** BEGIN Material for this exercise **

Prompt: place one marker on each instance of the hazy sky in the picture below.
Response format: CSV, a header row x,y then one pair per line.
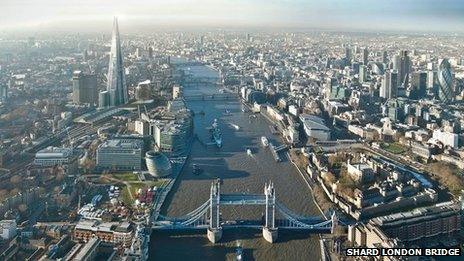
x,y
410,15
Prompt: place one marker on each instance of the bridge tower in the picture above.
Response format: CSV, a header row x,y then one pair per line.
x,y
334,219
270,232
214,232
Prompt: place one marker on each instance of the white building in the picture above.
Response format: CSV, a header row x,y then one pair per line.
x,y
315,127
447,138
120,154
54,156
8,228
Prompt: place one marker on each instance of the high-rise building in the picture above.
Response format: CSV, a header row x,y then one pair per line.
x,y
418,88
120,154
445,81
3,92
348,55
84,88
389,87
365,56
384,57
103,99
362,73
116,87
403,67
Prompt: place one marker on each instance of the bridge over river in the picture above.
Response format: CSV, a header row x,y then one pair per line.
x,y
207,216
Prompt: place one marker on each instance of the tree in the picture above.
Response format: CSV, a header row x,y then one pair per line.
x,y
16,179
22,208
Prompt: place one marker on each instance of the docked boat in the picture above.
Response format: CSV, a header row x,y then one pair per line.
x,y
239,253
264,141
235,126
196,169
216,135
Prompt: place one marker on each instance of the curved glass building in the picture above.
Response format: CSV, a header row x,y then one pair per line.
x,y
445,81
158,164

** END Material for this exercise **

-- What is asked --
Reproduce every line of the records above verbatim, leaving out the pictures.

-- Exercise response --
Prompt: place one marker on each instance of the hazy sky in the picture below.
Response format: CSV, a header row x,y then one pair per line.
x,y
410,15
Prompt: place one marker on each instance of the bridge tower in the picture above.
Response format: CSV, a header row x,y then one pair per line.
x,y
334,219
270,232
214,232
Prompt: place one marker on each instance of the white building in the picture above.
Response format: CSV, a header row x,y then one pair per line.
x,y
315,127
447,138
120,154
54,156
8,228
Prompt: place one marker on each instance of the high-rise building in the picture above.
Response format: CSV, a header row x,y then one pair per line.
x,y
418,88
120,154
445,81
3,92
348,55
84,88
389,87
365,56
384,57
103,99
362,73
116,87
403,67
Prompt: place one marker on each instance of the bridge over river in the picture above.
Response format: CSV, a header row x,y then one pair per line.
x,y
207,216
Prompt: place one marker on each instance of the tree in the picture above.
Response format: CSV, a header row x,y then one pair per line.
x,y
16,179
22,208
Prompt: place one marker on each instance of the docked boat in the picture above.
Response format: CSV, a header row x,y then one pair per line.
x,y
239,253
264,141
235,126
196,169
216,135
Prompt: place one marker on each instance of the curved glass building in the picture above.
Response format: CSV, a header row x,y then one pair per line.
x,y
445,81
158,164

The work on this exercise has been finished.